▶ _Goal_
Count the lines in the entries below that contain the word "wall", and reply with that number only.

*** Given entries ***

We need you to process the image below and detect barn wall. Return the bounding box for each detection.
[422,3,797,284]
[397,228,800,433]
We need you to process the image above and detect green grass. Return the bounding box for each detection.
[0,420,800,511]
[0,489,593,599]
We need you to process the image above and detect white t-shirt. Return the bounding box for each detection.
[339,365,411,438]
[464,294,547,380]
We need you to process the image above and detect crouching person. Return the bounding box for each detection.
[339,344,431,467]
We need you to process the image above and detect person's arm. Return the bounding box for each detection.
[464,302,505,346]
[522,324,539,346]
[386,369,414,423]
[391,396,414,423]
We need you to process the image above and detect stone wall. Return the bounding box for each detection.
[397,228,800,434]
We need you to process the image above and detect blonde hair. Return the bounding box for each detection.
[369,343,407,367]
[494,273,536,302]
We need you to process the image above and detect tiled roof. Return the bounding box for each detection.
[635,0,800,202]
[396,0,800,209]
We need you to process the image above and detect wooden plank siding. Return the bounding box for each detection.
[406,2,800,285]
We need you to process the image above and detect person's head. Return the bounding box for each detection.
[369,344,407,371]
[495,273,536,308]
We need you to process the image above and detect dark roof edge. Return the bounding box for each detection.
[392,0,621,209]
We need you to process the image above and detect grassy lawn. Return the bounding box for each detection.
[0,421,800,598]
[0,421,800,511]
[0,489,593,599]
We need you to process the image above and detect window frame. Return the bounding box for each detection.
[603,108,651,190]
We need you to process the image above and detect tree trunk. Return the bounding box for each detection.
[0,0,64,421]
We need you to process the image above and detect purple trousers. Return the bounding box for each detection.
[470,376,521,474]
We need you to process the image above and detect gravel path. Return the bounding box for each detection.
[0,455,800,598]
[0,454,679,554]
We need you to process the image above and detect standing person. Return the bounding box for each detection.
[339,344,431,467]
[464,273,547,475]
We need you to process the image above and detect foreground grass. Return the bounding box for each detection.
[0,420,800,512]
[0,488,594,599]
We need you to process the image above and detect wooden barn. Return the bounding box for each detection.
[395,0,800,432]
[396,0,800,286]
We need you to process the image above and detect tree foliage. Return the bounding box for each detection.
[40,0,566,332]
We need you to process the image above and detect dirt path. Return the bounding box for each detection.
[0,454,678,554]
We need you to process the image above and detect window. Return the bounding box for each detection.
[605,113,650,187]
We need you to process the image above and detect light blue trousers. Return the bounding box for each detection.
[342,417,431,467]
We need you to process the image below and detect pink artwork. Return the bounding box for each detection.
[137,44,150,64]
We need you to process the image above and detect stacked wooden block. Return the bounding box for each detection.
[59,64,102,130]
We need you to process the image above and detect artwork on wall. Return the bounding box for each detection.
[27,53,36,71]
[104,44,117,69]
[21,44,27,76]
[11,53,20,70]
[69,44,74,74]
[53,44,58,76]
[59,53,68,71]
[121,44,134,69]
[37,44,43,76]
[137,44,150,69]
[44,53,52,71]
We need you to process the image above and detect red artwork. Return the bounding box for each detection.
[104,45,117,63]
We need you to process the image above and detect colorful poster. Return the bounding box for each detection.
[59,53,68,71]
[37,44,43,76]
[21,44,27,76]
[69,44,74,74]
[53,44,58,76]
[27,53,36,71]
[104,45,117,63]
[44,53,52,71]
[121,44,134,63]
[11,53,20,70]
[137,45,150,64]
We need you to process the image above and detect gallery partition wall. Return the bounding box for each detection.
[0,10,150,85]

***

▶ _Solution for this problem_
4